• **WHAT THE EXERCISE ASKS**:
Present the following data again exactly as it is shown.

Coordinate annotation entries
════════
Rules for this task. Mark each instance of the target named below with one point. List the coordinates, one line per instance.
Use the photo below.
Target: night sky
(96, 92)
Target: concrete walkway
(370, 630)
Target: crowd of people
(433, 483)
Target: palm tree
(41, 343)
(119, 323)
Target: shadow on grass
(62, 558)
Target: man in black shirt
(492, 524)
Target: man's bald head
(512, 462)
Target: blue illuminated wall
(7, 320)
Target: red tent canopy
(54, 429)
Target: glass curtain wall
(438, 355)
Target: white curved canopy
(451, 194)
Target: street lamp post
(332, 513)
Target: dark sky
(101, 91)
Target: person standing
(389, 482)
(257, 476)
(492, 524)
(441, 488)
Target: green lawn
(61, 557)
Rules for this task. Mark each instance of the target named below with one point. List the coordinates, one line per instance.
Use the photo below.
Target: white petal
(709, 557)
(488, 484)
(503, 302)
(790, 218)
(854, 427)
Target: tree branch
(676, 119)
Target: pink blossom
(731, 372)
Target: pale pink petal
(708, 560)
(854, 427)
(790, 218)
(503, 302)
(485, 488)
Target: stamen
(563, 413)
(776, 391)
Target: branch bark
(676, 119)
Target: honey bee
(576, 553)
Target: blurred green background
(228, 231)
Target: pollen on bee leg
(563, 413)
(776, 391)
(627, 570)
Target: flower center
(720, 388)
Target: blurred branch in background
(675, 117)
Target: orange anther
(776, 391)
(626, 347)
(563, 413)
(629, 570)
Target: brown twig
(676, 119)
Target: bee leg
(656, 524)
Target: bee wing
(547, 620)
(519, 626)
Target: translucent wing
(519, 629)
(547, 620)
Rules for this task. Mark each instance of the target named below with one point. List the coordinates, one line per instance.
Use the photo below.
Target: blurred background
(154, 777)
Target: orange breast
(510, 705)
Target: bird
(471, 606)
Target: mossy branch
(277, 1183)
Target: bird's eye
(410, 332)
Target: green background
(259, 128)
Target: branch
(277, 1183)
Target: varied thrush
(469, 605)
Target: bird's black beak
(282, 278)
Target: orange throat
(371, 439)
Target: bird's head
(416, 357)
════════
• **SOLUTION FOR THIS TASK**:
Rules for this task. Mark each instance of the target named below with one point. List the coordinates, one line per instance.
Use the photo below.
Target: night sky
(96, 92)
Target: concrete walkway
(370, 630)
Target: crowd of people
(433, 483)
Target: palm tree
(41, 343)
(119, 323)
Target: shadow on grass
(62, 558)
Target: man in black shirt
(492, 524)
Target: man's bald head
(512, 462)
Target: blue illuminated wall
(7, 320)
Target: red tent canopy
(54, 429)
Target: glass curtain wall
(438, 355)
Target: white curved canopy
(451, 194)
Target: street lamp post
(332, 513)
Target: dark sky
(101, 91)
Target: person standing
(389, 482)
(257, 476)
(492, 524)
(441, 488)
Target: green lawn
(61, 557)
Rules for this task. Mark each instance of the target named below with one point. List the coordinates, one line per instance.
Use the photo below.
Target: white petal
(709, 557)
(488, 484)
(503, 302)
(790, 218)
(854, 427)
Target: tree branch
(676, 119)
Target: pink blossom
(731, 372)
Target: pale pink petal
(708, 560)
(854, 427)
(790, 218)
(503, 302)
(485, 488)
Target: stamen
(563, 413)
(776, 391)
Target: branch bark
(676, 119)
Target: honey bee
(576, 553)
Target: blurred green background
(228, 231)
Target: pollen on bee leg
(563, 413)
(776, 391)
(627, 570)
Target: flower center
(720, 388)
Target: blurred branch in background
(675, 117)
Target: orange anther
(776, 391)
(626, 347)
(563, 413)
(629, 570)
Target: brown twig
(676, 119)
Target: bee leg
(656, 524)
Target: bee wing
(547, 620)
(519, 626)
Target: translucent wing
(519, 629)
(547, 620)
Rules for this task. Mark each instance of the target named below with one point. List the coordinates, one line per instance.
Use the photo below.
Target: blurred background
(154, 777)
Target: orange breast
(510, 705)
Target: bird
(471, 606)
Target: mossy branch
(277, 1183)
Target: bird's eye
(410, 332)
Target: green background
(259, 128)
Target: branch
(277, 1183)
Target: varied thrush
(469, 605)
Target: bird's black beak
(282, 278)
Target: orange throat
(371, 439)
Target: bird's head
(416, 357)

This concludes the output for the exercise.